▶ Text:
::::
Bruce Springsteen and Joshua Redman’s latest offerings considered and reviewed, for you

Bruce Springsteen

6/7
Working On A Dream

Ignore the generic title and off-the-peg song names (‘Lucky Day’, ‘What Love Can Do’, ‘Tomorrow Never Knows’), this is Springsteen’s best LP – rollicking Seeger sessions aside – since Born In The USA. And this from an artist who has never suffered the lows of long-serving contemporaries such as Dylan, Bowie or Young. Indeed, every E-Street album since 2002’s The Rising has had fine songs, but been hampered by the ponderous production of the inexplicable Brendan O’Brien.

This time, finally, O’Brien gets it bang on the nail: back to basics with the proud, pristine sound of Springsteen of old, the unashamed bombast and polished pizzazz that make his live performances so cherished and his early albums so arms-aloft intoxicating. Songs were recorded in just a couple of takes, straight off the Magic tour, and the vitality, the urgency, is tangible in a dazzling first half – Springsteen, a notorious perfectionist, is finally trusting his instincts rather than his judgement.

You could call it Springsteen’s Obama album – the title track would have made a fine inauguration anthem – and that’s a meme we could be hearing a lot about in the next few months as singers are released from the self-imposed liberal-guilt handcuffs they wore during the Bush years. Mood is set by opener ‘Outlaw Pete’, a tongue-in-cheek ballad (‘at six months old he’d done three months in jail, he robbed a bank in his diapers and little bare baby feet’) and western epic that’s more Howard Hawks than Clint Eastwood and all the better for it. Otherwise, songs are tight, Springsteen forgoing length for impact, and the hits roll: the touching ‘Queen Of The Supermarket’, the raucous swamp-blues ‘Good Eye’, the Macca-tastic ‘Surprise, Surprise’ and the beautiful, brooding ‘The Last Carnival’. Outstanding.
Peter Watts. Available at www.7digital.com

Joshua Redman

5/7
Compass

Joshua Redman’s Compass finds the saxophonist a long way from the Eddie Harris-influenced jazz-funk of his Elastic Band. You may recall Redman writing tunes like ‘Sweet Nasty’ and ‘Greasy G’, jamming with Flea and ?uestlove, and blowing tweaked saxophone over synth-basslines. He reclaimed acoustic jazz in 2007 with the extraordinary Back East, which he dedicated to his father, the idiosyncratic tenor icon Dewey Redman, who appeared on two tracks recorded only months before his death. Compass is similar in mood but adds the complicating twist of two bassists (Reuben Rogers, Larry Grenadier) and two drummers (Gregory Hutchinson, Brian Blade). Unorthodox models like these bring to mind the post-postbop headspace of Ornette Coleman and his successors – Dewey Redman among them.

Playing tenor and soprano sax, the younger Redman spars with his rotating cast in combos ranging from straight trio to full band. Amid elements of abstraction we get strong melody, involved yet visceral rhythm and a perpetually shifting sound mass. Doubling instruments doesn’t mean louder music; Redman’s subtler than that. At times there’s a mirage effect, where one drummer can sound like two and vice versa. You’ve got to listen closely.

Compass is a brave, unusual effort – not as intense and multihued as Back East, yet treading provocative ground with the call-and-response themes of ‘Identity Thief’, the charged swing of ‘Round Reuben’ and the brisk, asymmetric meter of ‘Un Peu Fou’. But the studio can only capture so much: onstage is where Redman and crew could really catch fire.
::::
▶ Material provided:

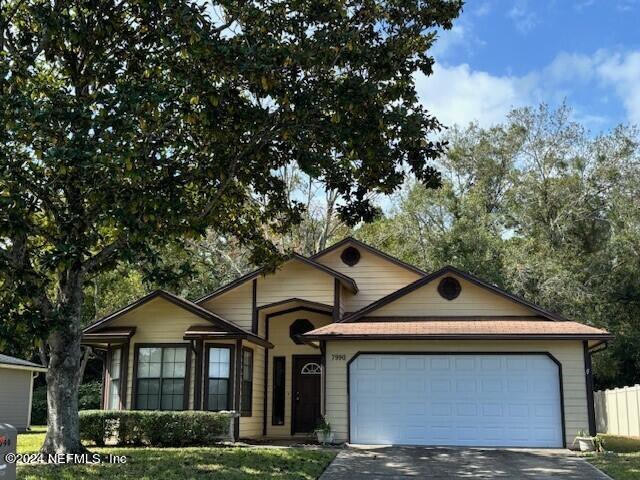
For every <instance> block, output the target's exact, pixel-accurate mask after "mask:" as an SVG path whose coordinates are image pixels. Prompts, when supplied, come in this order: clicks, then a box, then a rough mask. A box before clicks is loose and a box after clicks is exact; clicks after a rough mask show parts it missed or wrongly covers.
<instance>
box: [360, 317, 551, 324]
mask: <svg viewBox="0 0 640 480" xmlns="http://www.w3.org/2000/svg"><path fill="white" fill-rule="evenodd" d="M458 320H459V321H477V320H479V321H482V320H498V321H501V320H504V321H514V320H515V321H527V320H531V321H536V320H538V321H539V320H546V318H544V317H541V316H540V315H526V316H525V315H523V316H518V315H460V316H452V317H449V316H447V315H431V316H424V315H416V316H409V315H402V316H400V315H389V316H385V317H362V318H360V319H359V321H360V322H438V321H447V322H455V321H458Z"/></svg>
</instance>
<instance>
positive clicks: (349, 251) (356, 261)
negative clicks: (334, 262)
mask: <svg viewBox="0 0 640 480" xmlns="http://www.w3.org/2000/svg"><path fill="white" fill-rule="evenodd" d="M340 259H341V260H342V262H343V263H344V264H345V265H349V266H350V267H353V266H354V265H355V264H356V263H358V262H359V261H360V251H359V250H358V249H357V248H355V247H347V248H345V249H344V250H343V251H342V254H341V255H340Z"/></svg>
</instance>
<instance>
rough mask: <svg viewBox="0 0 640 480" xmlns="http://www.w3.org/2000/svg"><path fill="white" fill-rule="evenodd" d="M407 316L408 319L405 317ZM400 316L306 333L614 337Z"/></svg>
mask: <svg viewBox="0 0 640 480" xmlns="http://www.w3.org/2000/svg"><path fill="white" fill-rule="evenodd" d="M405 318H406V319H405ZM405 318H403V317H397V318H396V319H395V320H394V321H383V322H380V321H366V320H371V319H365V321H361V322H356V323H331V324H329V325H326V326H324V327H320V328H317V329H315V330H312V331H311V332H308V333H305V334H304V337H305V338H306V339H308V340H327V339H331V340H341V339H342V340H348V339H362V338H369V339H407V338H409V339H410V338H427V339H446V340H452V339H517V338H521V339H522V338H524V339H537V338H540V339H603V340H604V339H610V338H612V335H611V334H609V333H608V332H607V331H605V330H601V329H599V328H595V327H590V326H588V325H584V324H582V323H578V322H569V321H554V322H550V321H548V320H522V319H520V320H516V318H518V317H513V319H512V318H510V319H507V320H505V319H504V317H500V318H493V319H487V318H486V317H484V319H482V320H480V319H475V320H431V321H425V320H424V319H422V318H412V317H405Z"/></svg>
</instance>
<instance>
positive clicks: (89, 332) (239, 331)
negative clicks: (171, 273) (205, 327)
mask: <svg viewBox="0 0 640 480" xmlns="http://www.w3.org/2000/svg"><path fill="white" fill-rule="evenodd" d="M156 297H162V298H164V299H165V300H168V301H170V302H172V303H174V304H175V305H177V306H182V307H184V308H188V309H191V311H192V313H194V314H195V315H199V316H200V317H202V318H204V319H205V320H208V321H210V322H217V323H219V324H222V326H226V327H228V328H230V329H231V331H235V332H238V333H246V334H251V335H254V334H253V333H252V332H249V331H248V330H245V329H244V328H242V327H240V326H239V325H236V324H235V323H233V322H230V321H229V320H227V319H226V318H223V317H221V316H220V315H218V314H217V313H214V312H212V311H210V310H207V309H206V308H204V307H202V306H200V305H198V304H197V303H194V302H192V301H191V300H187V299H186V298H182V297H180V296H178V295H176V294H175V293H172V292H170V291H168V290H164V289H162V288H158V289H156V290H153V291H152V292H150V293H148V294H147V295H145V296H143V297H141V298H139V299H137V300H135V301H133V302H131V303H129V304H128V305H125V306H124V307H122V308H120V309H118V310H116V311H114V312H112V313H110V314H108V315H105V316H104V317H102V318H100V319H99V320H96V321H95V322H93V323H91V324H89V325H87V326H86V327H84V328H83V329H82V332H83V333H91V332H92V331H94V330H95V329H96V328H97V327H99V326H100V325H105V324H108V323H109V322H110V321H112V320H115V319H117V318H119V317H121V316H122V315H124V314H126V313H127V312H129V311H132V310H135V309H136V308H138V307H140V306H142V305H144V304H145V303H147V302H150V301H151V300H153V299H154V298H156ZM194 310H195V311H194Z"/></svg>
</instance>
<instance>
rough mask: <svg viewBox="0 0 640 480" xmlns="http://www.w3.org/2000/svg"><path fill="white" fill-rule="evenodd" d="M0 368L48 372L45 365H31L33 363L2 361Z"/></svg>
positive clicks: (12, 369) (25, 370)
mask: <svg viewBox="0 0 640 480" xmlns="http://www.w3.org/2000/svg"><path fill="white" fill-rule="evenodd" d="M0 368H6V369H8V370H25V371H31V372H40V373H43V372H46V371H47V367H45V366H41V367H38V366H35V365H34V366H31V365H15V364H13V363H0Z"/></svg>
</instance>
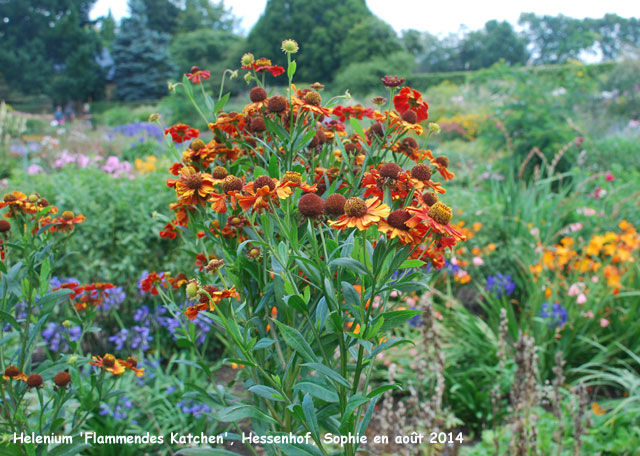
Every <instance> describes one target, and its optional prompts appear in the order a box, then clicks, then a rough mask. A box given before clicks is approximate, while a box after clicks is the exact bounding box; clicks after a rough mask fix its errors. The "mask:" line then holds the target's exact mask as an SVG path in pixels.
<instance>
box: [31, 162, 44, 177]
mask: <svg viewBox="0 0 640 456" xmlns="http://www.w3.org/2000/svg"><path fill="white" fill-rule="evenodd" d="M42 171H44V170H43V169H42V166H40V165H36V164H35V163H32V164H30V165H29V168H27V174H28V175H29V176H33V175H34V174H40V173H41V172H42Z"/></svg>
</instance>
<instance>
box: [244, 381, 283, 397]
mask: <svg viewBox="0 0 640 456" xmlns="http://www.w3.org/2000/svg"><path fill="white" fill-rule="evenodd" d="M249 391H251V392H252V393H253V394H257V395H258V396H260V397H264V398H265V399H269V400H270V401H283V400H284V398H283V397H282V394H280V393H279V392H278V391H277V390H275V389H273V388H270V387H268V386H265V385H254V386H252V387H251V388H249Z"/></svg>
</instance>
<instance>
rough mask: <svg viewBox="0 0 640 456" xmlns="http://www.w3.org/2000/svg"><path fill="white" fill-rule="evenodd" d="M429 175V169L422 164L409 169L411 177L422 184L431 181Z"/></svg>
mask: <svg viewBox="0 0 640 456" xmlns="http://www.w3.org/2000/svg"><path fill="white" fill-rule="evenodd" d="M431 174H432V171H431V167H429V166H427V165H425V164H424V163H419V164H417V165H416V166H414V167H413V168H411V177H413V178H414V179H418V180H419V181H422V182H426V181H428V180H429V179H431Z"/></svg>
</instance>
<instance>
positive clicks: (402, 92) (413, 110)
mask: <svg viewBox="0 0 640 456" xmlns="http://www.w3.org/2000/svg"><path fill="white" fill-rule="evenodd" d="M393 106H395V108H396V110H397V111H398V112H399V113H400V115H402V114H404V113H405V112H407V111H413V112H415V113H416V115H417V116H418V122H422V121H423V120H427V119H428V118H429V112H428V110H429V105H428V104H427V102H426V101H423V100H422V94H421V93H420V92H418V91H417V90H414V89H412V88H410V87H403V88H402V89H400V92H399V93H398V95H396V96H395V97H393Z"/></svg>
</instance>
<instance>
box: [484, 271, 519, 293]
mask: <svg viewBox="0 0 640 456" xmlns="http://www.w3.org/2000/svg"><path fill="white" fill-rule="evenodd" d="M515 289H516V284H515V282H514V281H513V277H511V276H510V275H503V274H501V273H497V274H496V275H494V276H489V277H487V285H486V286H485V290H487V291H490V292H492V293H494V294H495V295H496V298H500V297H502V296H511V295H512V294H513V292H514V291H515Z"/></svg>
::::
▶ Job:
Set down the review text word for word, everything from "Ignore the generic" down to "inexplicable Brendan O’Brien.".

▶ Response:
Ignore the generic title and off-the-peg song names (‘Lucky Day’, ‘What Love Can Do’, ‘Tomorrow Never Knows’), this is Springsteen’s best LP – rollicking Seeger sessions aside – since Born In The USA. And this from an artist who has never suffered the lows of long-serving contemporaries such as Dylan, Bowie or Young. Indeed, every E-Street album since 2002’s The Rising has had fine songs, but been hampered by the ponderous production of the inexplicable Brendan O’Brien.